• **AUSZUG**
+--
„Digitalisierung darf nicht zum Selbstzweck werden“ – Themenheft „Smart Cities“ (Wirtschaftswoche)

12.07.2019

Die Digitalisierung, so zumindest die Hoffnung, kann Städten dabei helfen, die Herausforderungen der Zukunft zu meistern. Dabei sind solche Smart-City-Konzepte nicht unumstritten, Kritiker warnen vor einem Ausverkauf der Städte an Tech-Konzerne. Letztlich müsse es darum gehen, technische Lösungen in den Dienst einer nachhaltigen Stadtentwicklung zu stellen, sagt Dr. Peter Jakubowski, Leiter des Forschungsschwerpunktes Digitale Stadt des Bundesinstituts für Bau-, Stadt- und Raumforschung. Wie dies gelingen könnte, erläutert er im Gespräch.

Herr Jakubowski, was verstehen Sie unter Smart Cities?

Das sind Städte, die ihre Infrastrukturen mit digitaler Technologie aus- und aufgerüstet haben, zum Beispiel, um bisher getrennte Systeme miteinander zu verknüpfen. Dazu gehört auch die Modernisierung kommunaler Entscheidungs-, Planungs- und Managementprozesse unter Einbezug von Bürgern, privatwirtschaftlichem Kapital und intensiver Nutzung von Daten. Smarte Städte verfolgen die Ziele integrierter Stadtentwicklung auch mit Hilfe digitaler Technologien.
+--
• **BEREITGESTELLTES MATERIAL**

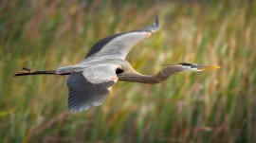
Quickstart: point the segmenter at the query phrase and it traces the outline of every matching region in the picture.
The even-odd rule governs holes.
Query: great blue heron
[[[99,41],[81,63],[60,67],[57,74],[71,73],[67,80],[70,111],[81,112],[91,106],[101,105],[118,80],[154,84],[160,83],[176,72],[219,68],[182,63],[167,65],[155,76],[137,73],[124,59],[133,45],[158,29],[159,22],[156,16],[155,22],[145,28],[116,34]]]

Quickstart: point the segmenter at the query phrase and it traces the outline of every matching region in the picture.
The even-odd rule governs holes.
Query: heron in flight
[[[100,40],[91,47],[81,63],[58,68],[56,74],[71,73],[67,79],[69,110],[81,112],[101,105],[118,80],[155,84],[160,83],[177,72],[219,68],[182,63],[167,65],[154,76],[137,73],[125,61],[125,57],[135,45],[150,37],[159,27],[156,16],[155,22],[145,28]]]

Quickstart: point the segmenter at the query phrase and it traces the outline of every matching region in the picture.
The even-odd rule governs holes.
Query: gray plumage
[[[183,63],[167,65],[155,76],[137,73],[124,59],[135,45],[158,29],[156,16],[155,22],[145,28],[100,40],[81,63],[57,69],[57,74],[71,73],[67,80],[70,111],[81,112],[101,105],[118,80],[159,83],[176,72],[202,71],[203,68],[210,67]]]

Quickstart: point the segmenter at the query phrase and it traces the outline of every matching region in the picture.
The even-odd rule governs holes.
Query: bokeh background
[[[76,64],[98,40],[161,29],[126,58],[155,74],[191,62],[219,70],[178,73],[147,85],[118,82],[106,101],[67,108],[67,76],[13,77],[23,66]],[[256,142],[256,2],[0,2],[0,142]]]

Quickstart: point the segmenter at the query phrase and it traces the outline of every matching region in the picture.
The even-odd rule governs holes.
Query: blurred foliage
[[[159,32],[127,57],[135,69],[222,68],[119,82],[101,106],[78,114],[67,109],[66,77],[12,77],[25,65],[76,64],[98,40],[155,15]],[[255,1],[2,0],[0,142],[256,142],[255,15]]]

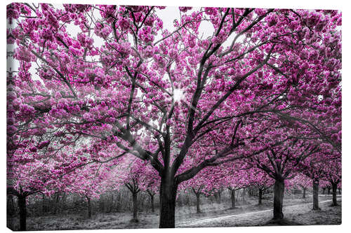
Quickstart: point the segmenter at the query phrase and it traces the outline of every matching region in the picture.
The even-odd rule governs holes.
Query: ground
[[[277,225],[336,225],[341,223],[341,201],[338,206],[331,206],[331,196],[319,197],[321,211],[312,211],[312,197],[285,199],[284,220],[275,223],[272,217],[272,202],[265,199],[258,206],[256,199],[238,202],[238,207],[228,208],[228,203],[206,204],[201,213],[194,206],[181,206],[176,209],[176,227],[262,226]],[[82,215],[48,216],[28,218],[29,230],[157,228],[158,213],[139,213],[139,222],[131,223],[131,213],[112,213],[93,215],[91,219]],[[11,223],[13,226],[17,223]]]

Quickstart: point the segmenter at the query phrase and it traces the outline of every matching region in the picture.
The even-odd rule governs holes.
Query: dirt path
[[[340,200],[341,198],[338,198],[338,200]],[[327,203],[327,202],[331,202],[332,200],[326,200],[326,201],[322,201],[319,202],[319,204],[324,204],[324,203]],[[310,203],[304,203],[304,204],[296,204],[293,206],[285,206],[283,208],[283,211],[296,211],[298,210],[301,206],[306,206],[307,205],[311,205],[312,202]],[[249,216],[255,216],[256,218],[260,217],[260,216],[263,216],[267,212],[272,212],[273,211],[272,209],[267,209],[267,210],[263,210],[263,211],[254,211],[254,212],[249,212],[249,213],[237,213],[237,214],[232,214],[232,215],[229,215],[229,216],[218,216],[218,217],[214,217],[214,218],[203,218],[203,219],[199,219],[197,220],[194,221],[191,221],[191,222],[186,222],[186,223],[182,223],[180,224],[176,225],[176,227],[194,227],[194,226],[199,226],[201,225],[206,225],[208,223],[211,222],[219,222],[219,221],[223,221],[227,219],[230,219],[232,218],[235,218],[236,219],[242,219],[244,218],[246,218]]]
+--
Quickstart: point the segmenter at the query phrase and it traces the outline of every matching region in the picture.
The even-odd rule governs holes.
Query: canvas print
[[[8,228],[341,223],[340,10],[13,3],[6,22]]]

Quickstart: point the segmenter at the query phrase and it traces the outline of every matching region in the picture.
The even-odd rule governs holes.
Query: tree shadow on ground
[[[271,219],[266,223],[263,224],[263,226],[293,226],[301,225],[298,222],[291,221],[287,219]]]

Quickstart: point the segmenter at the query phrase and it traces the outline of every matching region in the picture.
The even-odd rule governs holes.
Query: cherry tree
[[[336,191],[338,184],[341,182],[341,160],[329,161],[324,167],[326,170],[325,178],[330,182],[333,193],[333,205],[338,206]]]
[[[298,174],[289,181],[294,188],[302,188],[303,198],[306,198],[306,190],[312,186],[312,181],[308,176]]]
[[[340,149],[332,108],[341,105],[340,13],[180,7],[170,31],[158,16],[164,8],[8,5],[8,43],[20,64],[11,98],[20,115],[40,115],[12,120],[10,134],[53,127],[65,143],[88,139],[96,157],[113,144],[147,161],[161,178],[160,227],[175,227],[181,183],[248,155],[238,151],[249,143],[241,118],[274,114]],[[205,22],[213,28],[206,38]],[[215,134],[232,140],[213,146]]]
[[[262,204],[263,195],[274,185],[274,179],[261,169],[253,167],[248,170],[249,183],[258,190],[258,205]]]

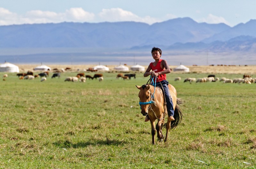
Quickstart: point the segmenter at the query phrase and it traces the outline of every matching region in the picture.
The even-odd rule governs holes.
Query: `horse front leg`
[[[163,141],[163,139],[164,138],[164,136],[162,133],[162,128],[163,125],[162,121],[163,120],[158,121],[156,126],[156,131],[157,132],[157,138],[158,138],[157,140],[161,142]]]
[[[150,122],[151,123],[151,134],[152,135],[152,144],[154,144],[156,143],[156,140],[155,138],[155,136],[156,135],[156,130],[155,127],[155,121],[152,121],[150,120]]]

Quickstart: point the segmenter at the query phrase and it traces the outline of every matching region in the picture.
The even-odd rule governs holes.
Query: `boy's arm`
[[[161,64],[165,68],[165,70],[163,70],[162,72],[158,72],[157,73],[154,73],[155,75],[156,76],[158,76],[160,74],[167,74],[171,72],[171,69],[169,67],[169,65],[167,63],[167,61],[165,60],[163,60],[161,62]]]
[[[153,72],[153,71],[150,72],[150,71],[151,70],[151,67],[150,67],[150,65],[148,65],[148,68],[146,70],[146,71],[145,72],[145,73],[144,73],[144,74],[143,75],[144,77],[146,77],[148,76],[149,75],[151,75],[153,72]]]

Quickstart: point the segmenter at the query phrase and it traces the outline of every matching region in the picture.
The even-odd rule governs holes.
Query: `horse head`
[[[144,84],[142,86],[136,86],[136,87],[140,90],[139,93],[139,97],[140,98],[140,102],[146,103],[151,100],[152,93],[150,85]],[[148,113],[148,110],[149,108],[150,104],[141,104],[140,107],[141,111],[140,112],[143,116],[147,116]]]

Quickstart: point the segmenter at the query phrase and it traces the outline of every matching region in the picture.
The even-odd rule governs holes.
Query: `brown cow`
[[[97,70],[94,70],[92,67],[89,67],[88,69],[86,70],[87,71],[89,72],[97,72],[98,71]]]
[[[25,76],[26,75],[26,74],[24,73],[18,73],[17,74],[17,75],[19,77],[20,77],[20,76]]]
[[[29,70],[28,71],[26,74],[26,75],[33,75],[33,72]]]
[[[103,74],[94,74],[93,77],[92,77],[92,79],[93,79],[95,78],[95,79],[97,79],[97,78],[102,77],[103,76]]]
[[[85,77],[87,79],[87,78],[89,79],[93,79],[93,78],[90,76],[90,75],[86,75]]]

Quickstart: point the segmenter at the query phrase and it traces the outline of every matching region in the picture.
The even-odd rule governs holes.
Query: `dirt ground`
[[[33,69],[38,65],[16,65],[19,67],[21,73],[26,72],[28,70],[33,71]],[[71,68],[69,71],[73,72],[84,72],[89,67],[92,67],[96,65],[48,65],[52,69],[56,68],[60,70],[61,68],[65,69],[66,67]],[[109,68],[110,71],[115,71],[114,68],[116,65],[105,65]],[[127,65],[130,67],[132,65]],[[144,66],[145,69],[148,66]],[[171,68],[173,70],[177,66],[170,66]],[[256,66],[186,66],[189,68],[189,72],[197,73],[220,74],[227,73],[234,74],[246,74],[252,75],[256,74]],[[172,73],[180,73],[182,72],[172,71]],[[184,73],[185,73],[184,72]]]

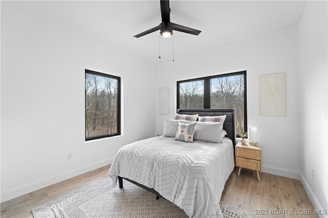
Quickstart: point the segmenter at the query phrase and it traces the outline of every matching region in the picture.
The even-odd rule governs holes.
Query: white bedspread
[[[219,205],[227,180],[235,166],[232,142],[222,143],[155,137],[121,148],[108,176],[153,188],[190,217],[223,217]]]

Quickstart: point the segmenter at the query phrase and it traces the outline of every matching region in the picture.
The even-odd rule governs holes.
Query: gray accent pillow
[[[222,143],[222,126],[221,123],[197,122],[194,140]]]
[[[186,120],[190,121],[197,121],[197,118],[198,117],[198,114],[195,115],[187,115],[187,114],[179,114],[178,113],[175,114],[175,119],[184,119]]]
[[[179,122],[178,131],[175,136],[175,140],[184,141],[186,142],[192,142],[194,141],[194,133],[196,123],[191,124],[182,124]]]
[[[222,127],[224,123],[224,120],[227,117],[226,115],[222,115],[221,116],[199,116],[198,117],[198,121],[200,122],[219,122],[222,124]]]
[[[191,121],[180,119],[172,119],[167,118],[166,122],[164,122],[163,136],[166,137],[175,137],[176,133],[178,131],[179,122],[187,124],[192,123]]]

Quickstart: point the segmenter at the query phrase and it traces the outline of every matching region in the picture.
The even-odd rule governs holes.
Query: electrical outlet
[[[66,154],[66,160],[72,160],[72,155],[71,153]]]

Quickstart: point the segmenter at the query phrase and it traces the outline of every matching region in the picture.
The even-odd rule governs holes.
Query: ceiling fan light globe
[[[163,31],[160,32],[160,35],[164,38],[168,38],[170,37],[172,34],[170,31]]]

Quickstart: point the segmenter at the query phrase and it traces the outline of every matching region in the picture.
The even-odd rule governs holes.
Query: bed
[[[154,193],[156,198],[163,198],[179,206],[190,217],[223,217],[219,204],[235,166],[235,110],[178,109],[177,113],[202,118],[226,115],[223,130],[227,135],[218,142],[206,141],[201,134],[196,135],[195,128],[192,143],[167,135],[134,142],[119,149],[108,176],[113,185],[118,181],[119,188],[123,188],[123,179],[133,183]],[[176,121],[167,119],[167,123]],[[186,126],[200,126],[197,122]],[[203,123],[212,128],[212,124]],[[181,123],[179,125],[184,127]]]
+--
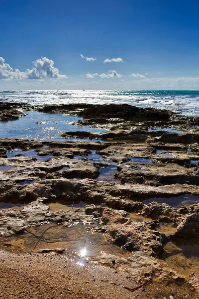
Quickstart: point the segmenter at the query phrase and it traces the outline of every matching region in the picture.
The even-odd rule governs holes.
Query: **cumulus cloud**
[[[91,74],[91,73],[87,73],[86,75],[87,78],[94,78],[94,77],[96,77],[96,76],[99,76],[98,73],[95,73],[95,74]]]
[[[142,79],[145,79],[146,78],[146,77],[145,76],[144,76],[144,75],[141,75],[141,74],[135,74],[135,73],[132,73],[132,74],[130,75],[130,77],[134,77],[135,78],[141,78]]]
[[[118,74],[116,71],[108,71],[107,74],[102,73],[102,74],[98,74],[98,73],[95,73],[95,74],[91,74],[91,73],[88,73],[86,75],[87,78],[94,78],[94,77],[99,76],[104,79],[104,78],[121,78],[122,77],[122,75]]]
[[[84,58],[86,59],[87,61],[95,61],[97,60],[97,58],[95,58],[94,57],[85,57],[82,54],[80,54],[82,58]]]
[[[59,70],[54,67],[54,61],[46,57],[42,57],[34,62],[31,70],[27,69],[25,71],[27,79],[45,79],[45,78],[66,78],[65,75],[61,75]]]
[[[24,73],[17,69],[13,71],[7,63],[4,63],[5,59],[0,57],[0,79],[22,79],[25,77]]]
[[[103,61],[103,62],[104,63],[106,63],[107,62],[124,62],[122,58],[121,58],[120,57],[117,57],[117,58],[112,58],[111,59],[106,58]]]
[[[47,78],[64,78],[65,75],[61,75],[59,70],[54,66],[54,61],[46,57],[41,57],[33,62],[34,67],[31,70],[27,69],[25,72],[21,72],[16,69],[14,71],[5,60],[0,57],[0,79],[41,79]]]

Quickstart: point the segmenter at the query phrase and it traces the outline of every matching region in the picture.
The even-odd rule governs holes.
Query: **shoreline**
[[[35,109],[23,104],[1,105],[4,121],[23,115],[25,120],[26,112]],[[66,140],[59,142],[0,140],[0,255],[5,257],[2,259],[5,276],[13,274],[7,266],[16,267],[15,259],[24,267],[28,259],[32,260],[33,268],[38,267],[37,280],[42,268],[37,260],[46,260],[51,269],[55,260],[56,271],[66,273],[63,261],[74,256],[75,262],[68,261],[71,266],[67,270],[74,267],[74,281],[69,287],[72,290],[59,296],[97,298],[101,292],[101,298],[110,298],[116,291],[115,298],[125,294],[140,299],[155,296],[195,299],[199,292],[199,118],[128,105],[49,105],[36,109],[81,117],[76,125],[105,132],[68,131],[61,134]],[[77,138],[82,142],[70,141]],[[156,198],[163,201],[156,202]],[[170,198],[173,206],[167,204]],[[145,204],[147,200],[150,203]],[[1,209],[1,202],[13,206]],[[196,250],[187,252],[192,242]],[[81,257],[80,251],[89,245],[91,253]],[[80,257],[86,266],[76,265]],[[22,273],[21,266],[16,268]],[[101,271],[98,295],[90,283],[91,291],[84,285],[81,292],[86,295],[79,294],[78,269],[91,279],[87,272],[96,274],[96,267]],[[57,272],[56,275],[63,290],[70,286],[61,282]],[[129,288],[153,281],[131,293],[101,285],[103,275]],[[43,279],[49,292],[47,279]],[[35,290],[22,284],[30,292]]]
+--
• **ZU ERLEDIGEN**
• a. Schreibe den gesamten Text über Smart Cities Wort für Wort ab.
• b. Filtere alle Zeilen heraus, in denen die Zeichenfolge „gray“ vorkommt, und gib sie wieder, wobei Groß- und Kleinschreibung zu beachten ist.

• **LÖSUNGEN**
• a.
„Digitalisierung darf nicht zum Selbstzweck werden“ – Themenheft „Smart Cities“ (Wirtschaftswoche)

12.07.2019

Die Digitalisierung, so zumindest die Hoffnung, kann Städten dabei helfen, die Herausforderungen der Zukunft zu meistern. Dabei sind solche Smart-City-Konzepte nicht unumstritten, Kritiker warnen vor einem Ausverkauf der Städte an Tech-Konzerne. Letztlich müsse es darum gehen, technische Lösungen in den Dienst einer nachhaltigen Stadtentwicklung zu stellen, sagt Dr. Peter Jakubowski, Leiter des Forschungsschwerpunktes Digitale Stadt des Bundesinstituts für Bau-, Stadt- und Raumforschung. Wie dies gelingen könnte, erläutert er im Gespräch.

Herr Jakubowski, was verstehen Sie unter Smart Cities?

Das sind Städte, die ihre Infrastrukturen mit digitaler Technologie aus- und aufgerüstet haben, zum Beispiel, um bisher getrennte Systeme miteinander zu verknüpfen. Dazu gehört auch die Modernisierung kommunaler Entscheidungs-, Planungs- und Managementprozesse unter Einbezug von Bürgern, privatwirtschaftlichem Kapital und intensiver Nutzung von Daten. Smarte Städte verfolgen die Ziele integrierter Stadtentwicklung auch mit Hilfe digitaler Technologien.

• b.
Query: gray plumage
Query: gray accent pillow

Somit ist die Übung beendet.